(Referring expression data)
━━━━━━━━━━
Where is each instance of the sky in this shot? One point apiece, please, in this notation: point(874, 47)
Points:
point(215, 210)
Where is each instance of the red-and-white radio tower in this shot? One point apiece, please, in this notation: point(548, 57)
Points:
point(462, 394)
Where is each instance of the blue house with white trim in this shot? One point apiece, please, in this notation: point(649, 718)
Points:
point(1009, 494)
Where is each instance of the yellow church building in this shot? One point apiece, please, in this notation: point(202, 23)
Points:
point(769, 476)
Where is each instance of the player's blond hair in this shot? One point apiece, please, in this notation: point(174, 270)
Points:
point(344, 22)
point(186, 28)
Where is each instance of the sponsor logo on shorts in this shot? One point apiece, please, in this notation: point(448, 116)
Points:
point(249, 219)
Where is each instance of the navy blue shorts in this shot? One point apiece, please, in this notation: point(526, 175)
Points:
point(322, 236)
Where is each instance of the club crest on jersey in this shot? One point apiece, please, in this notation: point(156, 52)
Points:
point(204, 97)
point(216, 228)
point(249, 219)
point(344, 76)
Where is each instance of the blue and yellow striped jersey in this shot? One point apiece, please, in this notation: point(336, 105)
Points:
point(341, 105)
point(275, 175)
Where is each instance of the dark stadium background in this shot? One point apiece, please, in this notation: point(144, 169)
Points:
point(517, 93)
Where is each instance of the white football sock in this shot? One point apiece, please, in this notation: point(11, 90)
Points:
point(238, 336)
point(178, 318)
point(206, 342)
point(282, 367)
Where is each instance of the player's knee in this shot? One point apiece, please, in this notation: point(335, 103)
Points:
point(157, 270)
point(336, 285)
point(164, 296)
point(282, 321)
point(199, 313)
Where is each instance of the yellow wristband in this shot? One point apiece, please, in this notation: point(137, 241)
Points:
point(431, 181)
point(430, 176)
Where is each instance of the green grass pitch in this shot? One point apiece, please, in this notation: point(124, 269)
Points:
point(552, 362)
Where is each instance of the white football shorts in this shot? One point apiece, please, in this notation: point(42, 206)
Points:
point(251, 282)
━━━━━━━━━━
= WHAT THE TASK REQUIRES =
Pull every line with the string "blue" from the data above.

= RESPONSE =
Where is each instance of the blue house with white trim in this shot? One point apiece, please, in this notation: point(649, 718)
Where is each instance of the navy blue shorts in this shot? One point apiece, please, in this notation: point(526, 175)
Where is each instance of the blue and yellow striped jersey in this shot? One point apiece, please, in this notation: point(336, 105)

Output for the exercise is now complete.